__Extrait du document__
◆ ◆ ◆ ◆ ◆

Pourquoi des églises ethniques ?
par Allan KITT
Vanh KHEUANESOM-BATH est pasteur de l’église laotienne à Vénissieux, dans la banlieue de Lyon. Allan Km lui a posé quelques questions au sujet de son ministère en France et de sa vision pour son église.
A.K. Bonjour, Vanh, et merci de prendre du temps pour partager ton expérience avec les lecteurs de « Servir ». Peux-tu résumer rapidement l’histoire de l’église laotienne et de ton propre ministère ?
V.K. L’église a ses origines dans le travail de Hermann CHRISTEN, missionnaire au Laos pendant 25 ans, puis parmi les réfugiés laotiens en France à partir de 1975. Je suis arrivé en France comme réfugié en 1976. Après un séjour à Lure, dans la Haute-Saône, où j’ai travaillé en usine, j’ai rejoint Hermann en juillet 1977 pour l’accompagner dans le travail de visites auprès des réfugiés. Des chrétiens laotiens ont commencé à se réunir, et l’église elle-même est déclarée comme association cultuelle depuis 1986. Environ 60 à 70 personnes se réunissent maintenant dans un local sur le terrain de l’église évangélique « l’Oasis », à Vénissieux.
A.K. Qu’est-ce qui vous distingue d’une église française ?
V.K. Presque tous les visages ont un petit air asiatique ! Et il y a, bien sûr, la langue. Au début, les réunions se faisaient uniquement en laotien. Avec le temps nous avons évolué vers des rencontres bilingues comme nous les pratiquons actuellement. Tout en étant reconnaissants pour l’accueil dont nous avons bénéficié en France, nous sommes conscients de ne pas vivre dans notre pays natal. Nous faisons partie du corps de Christ en France, bien entendu, mais il est important aussi de ne pas perdre notre identité. Ce sont les jeunes de notre communauté qui nous encouragent à maintenir l’usage du laotien dans nos rencontres. Nous y retrouvons « un bout de notre patrie ».
A.K. Cette spécificité vous empêche-t-elle d’avoir des relations avec d’autres églises ?
V.K. Absolument pas : nous faisons partie du corps de Christ en France, et plus spécifiquement dans la région lyonnaise. Personnellement je fais partie du comité de la pastorale évangélique lyonnaise, j’ai beaucoup de plaisir à participer aux rencontres régionales et nationales des CAEF, et nous entreprenons régulièrement des actions d’évangélisation avec les églises évangéliques de notre secteur géographique. Les jeunes participent également aux activités proposées, par exemple, par Jeunesse pour Christ.
A.K. Y a-t-il eu des difficultés d’Intégration dans la vie en France ?
V.K. Dans l’ensemble, cela s’est très bien passé. Quelques aspects de la vie en France, et en général dans les pays occidentaux, peuvent choquer ceux qui viennent d’une culture asiatique. Je pense, par exemple, aux relations entre garçons et filles, qui sont beaucoup moins encadrées ici que dans notre pays d’origine. La place et l’honneur accordés en Europe aux personnes âgées ne sont pas non plus les mêmes qu’en Asie, et cela a pu être une source de conflits.

◆ ◆ ◆ ◆ ◆

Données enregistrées
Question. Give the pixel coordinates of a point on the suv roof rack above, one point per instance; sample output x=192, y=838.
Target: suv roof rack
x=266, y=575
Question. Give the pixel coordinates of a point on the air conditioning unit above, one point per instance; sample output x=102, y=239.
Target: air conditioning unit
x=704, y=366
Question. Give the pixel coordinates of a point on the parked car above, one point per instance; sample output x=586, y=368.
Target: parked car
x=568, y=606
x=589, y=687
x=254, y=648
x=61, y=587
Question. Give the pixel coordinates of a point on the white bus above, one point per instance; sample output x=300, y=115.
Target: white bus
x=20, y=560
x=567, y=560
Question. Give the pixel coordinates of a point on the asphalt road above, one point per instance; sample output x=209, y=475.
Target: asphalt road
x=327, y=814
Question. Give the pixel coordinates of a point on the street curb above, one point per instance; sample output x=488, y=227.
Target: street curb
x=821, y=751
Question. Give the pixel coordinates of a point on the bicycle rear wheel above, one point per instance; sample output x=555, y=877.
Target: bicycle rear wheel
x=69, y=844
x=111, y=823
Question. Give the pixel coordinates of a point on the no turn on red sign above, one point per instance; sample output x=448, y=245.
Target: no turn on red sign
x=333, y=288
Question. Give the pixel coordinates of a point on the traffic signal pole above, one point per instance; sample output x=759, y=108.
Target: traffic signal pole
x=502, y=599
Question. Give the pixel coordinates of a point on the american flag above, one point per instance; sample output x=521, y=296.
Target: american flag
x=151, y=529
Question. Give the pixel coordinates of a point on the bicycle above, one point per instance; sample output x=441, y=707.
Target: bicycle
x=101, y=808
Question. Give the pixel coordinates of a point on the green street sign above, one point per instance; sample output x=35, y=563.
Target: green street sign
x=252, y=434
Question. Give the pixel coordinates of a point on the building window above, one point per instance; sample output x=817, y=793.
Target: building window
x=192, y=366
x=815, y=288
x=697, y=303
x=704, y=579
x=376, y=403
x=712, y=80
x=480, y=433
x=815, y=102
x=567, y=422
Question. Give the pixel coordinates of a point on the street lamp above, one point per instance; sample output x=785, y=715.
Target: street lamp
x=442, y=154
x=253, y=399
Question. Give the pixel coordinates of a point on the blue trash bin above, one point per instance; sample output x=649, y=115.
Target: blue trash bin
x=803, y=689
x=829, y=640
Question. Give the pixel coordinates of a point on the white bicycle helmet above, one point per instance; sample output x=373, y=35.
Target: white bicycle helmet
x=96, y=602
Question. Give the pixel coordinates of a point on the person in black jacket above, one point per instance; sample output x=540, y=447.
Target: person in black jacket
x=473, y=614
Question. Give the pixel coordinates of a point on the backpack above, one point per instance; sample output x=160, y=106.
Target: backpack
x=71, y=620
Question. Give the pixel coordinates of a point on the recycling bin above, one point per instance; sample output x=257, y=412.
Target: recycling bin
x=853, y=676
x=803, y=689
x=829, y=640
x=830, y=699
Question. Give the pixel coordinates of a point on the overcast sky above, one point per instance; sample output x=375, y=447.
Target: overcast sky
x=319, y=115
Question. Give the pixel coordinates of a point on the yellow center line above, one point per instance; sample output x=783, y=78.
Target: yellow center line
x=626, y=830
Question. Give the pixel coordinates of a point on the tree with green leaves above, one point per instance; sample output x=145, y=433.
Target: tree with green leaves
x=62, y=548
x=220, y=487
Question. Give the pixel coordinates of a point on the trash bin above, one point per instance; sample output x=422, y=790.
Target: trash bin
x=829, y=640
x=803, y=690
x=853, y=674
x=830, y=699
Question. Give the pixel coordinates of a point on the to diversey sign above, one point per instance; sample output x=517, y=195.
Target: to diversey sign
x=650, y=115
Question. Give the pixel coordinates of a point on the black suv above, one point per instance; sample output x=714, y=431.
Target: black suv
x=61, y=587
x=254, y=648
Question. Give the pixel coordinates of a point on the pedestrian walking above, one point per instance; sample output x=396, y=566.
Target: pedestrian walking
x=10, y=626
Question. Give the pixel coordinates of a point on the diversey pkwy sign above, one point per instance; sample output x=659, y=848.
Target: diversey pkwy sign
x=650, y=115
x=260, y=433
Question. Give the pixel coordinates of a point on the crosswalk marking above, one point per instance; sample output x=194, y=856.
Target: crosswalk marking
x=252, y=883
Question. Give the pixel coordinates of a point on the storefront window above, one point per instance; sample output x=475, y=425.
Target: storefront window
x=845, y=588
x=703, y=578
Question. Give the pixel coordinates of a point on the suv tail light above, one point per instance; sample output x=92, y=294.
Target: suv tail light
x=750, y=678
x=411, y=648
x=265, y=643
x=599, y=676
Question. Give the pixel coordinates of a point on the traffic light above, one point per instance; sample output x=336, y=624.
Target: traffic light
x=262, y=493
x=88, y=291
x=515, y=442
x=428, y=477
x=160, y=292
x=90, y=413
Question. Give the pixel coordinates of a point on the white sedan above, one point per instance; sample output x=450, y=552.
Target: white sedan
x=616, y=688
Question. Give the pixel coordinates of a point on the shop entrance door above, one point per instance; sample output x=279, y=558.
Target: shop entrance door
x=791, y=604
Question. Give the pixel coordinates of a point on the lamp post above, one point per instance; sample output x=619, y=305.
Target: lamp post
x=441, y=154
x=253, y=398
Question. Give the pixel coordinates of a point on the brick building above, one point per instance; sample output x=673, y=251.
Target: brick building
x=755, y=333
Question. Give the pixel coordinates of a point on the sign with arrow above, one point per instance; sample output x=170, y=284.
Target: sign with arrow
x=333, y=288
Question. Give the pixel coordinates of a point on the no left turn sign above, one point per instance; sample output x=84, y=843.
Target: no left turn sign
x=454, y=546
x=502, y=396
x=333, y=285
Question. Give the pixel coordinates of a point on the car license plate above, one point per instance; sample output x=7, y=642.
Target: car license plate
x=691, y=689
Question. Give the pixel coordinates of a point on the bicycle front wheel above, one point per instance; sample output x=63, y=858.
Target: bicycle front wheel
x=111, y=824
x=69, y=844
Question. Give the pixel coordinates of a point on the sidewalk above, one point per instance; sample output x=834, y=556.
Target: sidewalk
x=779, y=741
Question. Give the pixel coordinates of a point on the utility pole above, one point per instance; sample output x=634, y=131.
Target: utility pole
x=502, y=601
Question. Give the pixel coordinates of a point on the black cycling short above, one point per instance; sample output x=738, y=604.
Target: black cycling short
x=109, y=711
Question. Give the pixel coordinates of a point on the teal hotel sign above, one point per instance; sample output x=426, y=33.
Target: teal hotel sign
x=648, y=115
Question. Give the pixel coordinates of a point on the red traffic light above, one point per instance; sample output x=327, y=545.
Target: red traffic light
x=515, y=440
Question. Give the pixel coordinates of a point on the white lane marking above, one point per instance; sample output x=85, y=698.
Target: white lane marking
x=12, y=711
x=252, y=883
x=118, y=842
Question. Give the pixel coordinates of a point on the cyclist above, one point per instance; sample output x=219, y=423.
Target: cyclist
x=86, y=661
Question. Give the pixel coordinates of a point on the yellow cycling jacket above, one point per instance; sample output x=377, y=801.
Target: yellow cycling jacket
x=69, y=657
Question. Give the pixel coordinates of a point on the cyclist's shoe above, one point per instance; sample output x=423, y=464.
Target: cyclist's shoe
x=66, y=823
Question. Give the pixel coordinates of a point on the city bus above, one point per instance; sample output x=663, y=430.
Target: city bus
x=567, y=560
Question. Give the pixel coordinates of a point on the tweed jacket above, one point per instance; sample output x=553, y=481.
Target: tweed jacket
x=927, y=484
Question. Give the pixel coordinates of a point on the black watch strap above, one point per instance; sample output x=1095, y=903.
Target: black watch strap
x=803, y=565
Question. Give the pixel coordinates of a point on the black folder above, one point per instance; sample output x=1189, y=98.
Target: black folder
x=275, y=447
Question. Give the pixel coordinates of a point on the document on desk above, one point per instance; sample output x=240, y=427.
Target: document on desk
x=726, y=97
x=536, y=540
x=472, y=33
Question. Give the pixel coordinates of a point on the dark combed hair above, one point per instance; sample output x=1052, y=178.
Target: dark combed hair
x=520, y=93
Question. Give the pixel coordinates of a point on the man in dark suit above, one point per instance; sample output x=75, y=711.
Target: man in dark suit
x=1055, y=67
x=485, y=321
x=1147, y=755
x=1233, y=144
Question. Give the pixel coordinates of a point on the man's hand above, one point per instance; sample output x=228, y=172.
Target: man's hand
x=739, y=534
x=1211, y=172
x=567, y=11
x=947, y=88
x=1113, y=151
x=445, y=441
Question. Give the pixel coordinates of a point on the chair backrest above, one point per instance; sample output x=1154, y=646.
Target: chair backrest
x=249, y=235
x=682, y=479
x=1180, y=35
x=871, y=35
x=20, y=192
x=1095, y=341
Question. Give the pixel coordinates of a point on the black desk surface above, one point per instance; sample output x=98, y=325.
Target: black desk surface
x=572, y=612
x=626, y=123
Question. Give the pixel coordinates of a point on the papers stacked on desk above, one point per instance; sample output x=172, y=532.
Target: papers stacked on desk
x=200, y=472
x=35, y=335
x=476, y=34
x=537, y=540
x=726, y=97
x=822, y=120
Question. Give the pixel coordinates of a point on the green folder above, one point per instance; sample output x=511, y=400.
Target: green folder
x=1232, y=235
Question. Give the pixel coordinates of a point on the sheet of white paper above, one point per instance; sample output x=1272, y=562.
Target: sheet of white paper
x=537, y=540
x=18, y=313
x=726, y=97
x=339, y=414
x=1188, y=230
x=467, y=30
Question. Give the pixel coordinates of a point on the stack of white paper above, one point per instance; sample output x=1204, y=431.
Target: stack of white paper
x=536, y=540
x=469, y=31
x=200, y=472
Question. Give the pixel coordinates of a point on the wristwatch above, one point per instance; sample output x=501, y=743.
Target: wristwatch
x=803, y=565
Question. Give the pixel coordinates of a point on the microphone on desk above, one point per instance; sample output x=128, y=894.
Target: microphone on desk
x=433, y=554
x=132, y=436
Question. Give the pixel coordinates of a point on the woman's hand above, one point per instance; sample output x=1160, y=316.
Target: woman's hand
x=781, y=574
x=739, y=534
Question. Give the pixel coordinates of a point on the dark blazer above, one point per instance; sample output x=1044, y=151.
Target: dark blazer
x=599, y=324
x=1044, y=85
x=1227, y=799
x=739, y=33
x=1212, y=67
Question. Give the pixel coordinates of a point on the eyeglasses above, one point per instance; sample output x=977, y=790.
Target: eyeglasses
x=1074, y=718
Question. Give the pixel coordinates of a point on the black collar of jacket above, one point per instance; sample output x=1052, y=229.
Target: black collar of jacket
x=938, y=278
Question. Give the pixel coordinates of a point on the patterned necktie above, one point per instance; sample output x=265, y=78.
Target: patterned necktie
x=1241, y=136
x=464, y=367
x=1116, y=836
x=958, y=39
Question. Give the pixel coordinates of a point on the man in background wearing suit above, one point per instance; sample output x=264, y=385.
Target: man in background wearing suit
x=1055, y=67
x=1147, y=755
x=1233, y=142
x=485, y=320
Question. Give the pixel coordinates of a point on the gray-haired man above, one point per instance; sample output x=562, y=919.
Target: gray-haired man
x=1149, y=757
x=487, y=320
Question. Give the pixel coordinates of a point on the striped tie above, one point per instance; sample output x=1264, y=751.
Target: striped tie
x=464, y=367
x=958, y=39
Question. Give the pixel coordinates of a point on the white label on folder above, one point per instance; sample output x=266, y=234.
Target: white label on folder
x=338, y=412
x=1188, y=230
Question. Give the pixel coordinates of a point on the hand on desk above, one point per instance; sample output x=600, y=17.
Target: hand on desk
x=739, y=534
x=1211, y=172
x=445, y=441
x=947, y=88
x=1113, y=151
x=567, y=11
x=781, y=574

◆ ◆ ◆ ◆ ◆

__Vos consignes__
Transcrivez fidèlement le passage de l'entretien sur l'église laotienne qui commence par « V.K. Presque tous » et se termine par « d’autres églises ? ». Les enregistrements proviennent d'une autre source.

__Résultat de l'exercice__
V.K. Presque tous les visages ont un petit air asiatique ! Et il y a, bien sûr, la langue. Au début, les réunions se faisaient uniquement en laotien. Avec le temps nous avons évolué vers des rencontres bilingues comme nous les pratiquons actuellement. Tout en étant reconnaissants pour l’accueil dont nous avons bénéficié en France, nous sommes conscients de ne pas vivre dans notre pays natal. Nous faisons partie du corps de Christ en France, bien entendu, mais il est important aussi de ne pas perdre notre identité. Ce sont les jeunes de notre communauté qui nous encouragent à maintenir l’usage du laotien dans nos rencontres. Nous y retrouvons « un bout de notre patrie ».
A.K. Cette spécificité vous empêche-t-elle d’avoir des relations avec d’autres églises ?